Directives
A. Do these statements agree with the post on I Chronicles 7? (i) In I Chronicles 7, fire falls from heaven to burn the sacrifice. (ii) The LORD accepts Solomon's prayer but not his sacrifice. (iii) The poem included in the post was translated by Robert Southey. Answer each with yes or no, and quote the words of the post that decide it.
B. In the post on I Chronicles 7, what Hebrew word is given in parentheses for the glory of God that fills the temple?

Sunday, September 03, 2006

The Dance of Prayer and Sacrifice: Bible Comment on I Chronicles 7 with poem from the Persian, Lord, Who Art Merciful

Daily Readings
Psalm 119:145-160, I Kings 9, I Chronicles 7, Jeremiah 8:4-22

Daily Text: I Chronicles 7

The Dance of Prayer and Sacrifice
The results of Solomon’s prayer is direct and immediate. In I Chronicles 7 fire falls from heaven to burn the sacrifice and the temple fills anew with the glory (kabod) of God. It is as if God’s glory displaces all else, everyone else. It is His place indeed. The people respond with our sacred text
The Lord is good
For his steadfast love
Endures forever.

In a personal word to Solomon, the LORD accepts both Solomon’s prayer and his sacrifice. They are inextricably bound. Even today in Christianity we continue to hold them together [cf. Selman 524:337]. Christ’s sacrifice for us and our prayer dance eternally before God—both continue to be necessary. God spells it out to Solomon in a deservedly well-known phrase (vs. 14) that “if my people who are called by my name humble themselves, pray, seek my face, and turn from their wicked ways, then I will hear from heaven, and will forgive their sin and heal their land.” The conditions are clear and are as eternal as the promises. The God-human relationship is always a two-way street, but one so well marked that if we miss the way it is only because of our need to explore every crossroad, every alley, every open door, forgetting the road to God for every secondary and tertiary temptation.

The house of God is important for its value in leading us to repentance, confession, sacrifice (Jesus) and prayer in the circle of like-minded others. The Temple solidified this for all time; the Church continues it without surcease.

Lord, Who Art Merciful
from the Persian;
tr. by Robert Southey
1774-1843

Lord, who art merciful as well as just,
Incline Thine ear, to me, a child of dust.
Not what I would, O Lord, I offer Thee,
Alas! but what I can.
Father Almighty, who hast made me man,
And bade me look to heav’n, for Thou art there,
Accept my sacrifice and humble prayer:
Four things, which are in Thy treasury,
I lay before Thee, Lord, with this petition:
My nothingness, my wants, my sin, and my contrition.
407:120

Collect for the Day
God, as your only Son revealed you still at work in your creation, so through Christ your living Word enable us to know your love and to share it with others. We ask this in his name.

Provided data
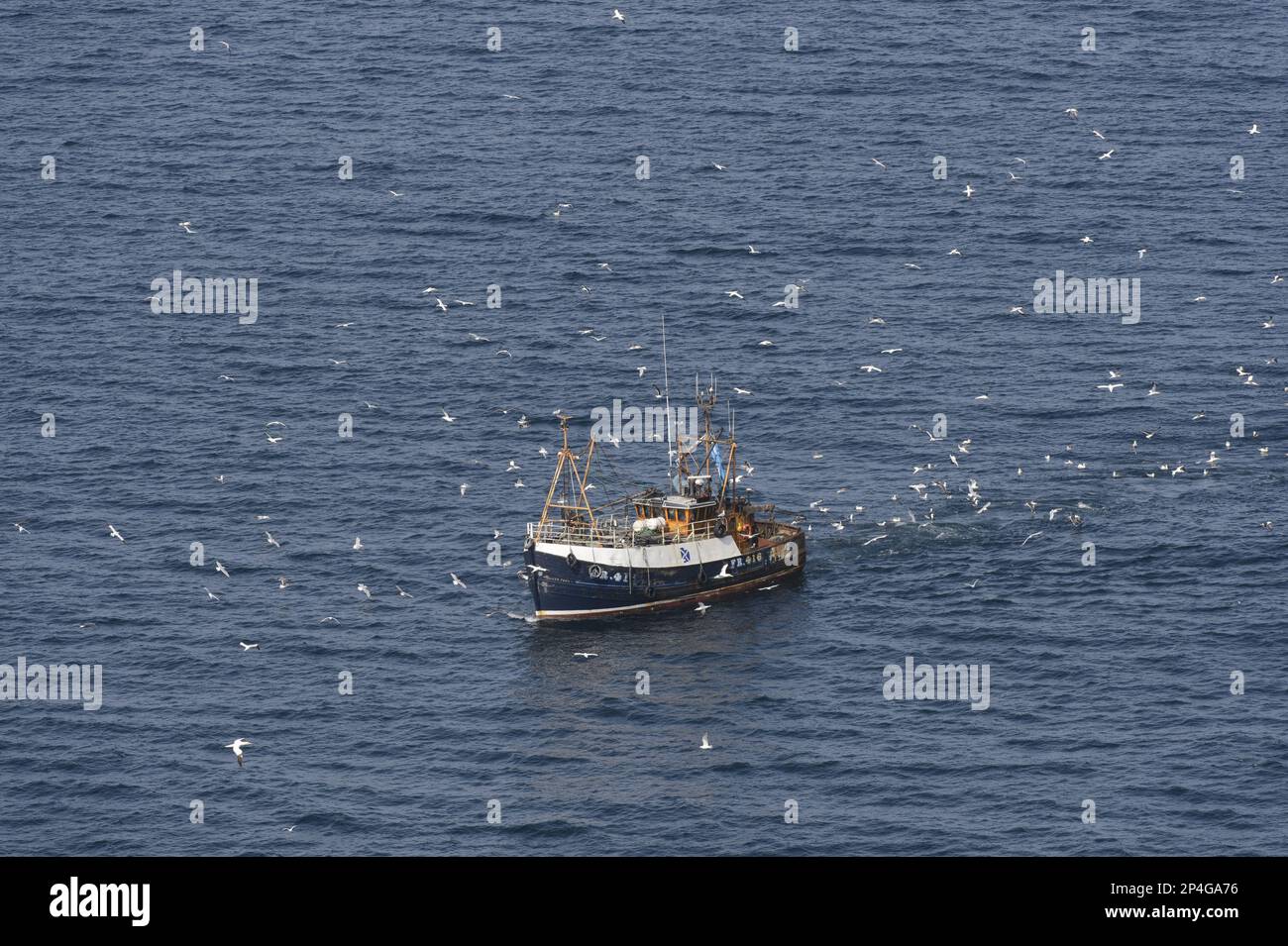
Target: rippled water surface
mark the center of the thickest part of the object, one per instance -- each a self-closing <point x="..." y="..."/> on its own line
<point x="1108" y="683"/>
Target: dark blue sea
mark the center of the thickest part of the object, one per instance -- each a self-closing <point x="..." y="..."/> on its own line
<point x="1109" y="683"/>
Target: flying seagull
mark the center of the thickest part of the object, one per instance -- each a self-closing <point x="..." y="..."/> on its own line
<point x="236" y="747"/>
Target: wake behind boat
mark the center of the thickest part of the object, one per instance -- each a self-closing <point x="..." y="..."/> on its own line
<point x="691" y="543"/>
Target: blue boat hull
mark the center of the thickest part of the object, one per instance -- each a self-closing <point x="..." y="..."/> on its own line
<point x="565" y="587"/>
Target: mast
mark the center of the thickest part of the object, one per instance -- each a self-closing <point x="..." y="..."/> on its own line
<point x="571" y="482"/>
<point x="666" y="385"/>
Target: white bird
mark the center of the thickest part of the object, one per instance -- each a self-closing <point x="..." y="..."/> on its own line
<point x="236" y="745"/>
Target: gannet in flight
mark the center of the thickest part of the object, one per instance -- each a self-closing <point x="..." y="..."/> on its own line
<point x="236" y="747"/>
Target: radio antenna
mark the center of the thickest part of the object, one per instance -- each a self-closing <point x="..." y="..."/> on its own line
<point x="666" y="385"/>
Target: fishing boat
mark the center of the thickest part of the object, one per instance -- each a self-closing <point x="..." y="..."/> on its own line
<point x="696" y="541"/>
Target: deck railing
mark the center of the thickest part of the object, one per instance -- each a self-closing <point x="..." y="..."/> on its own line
<point x="613" y="534"/>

Outputs by task
A.
(i) Yes: "fire falls from heaven to burn the sacrifice"
(ii) No: "the LORD accepts both Solomon’s prayer and his sacrifice"
(iii) Yes: "tr. by Robert Southey"

B. Kabod.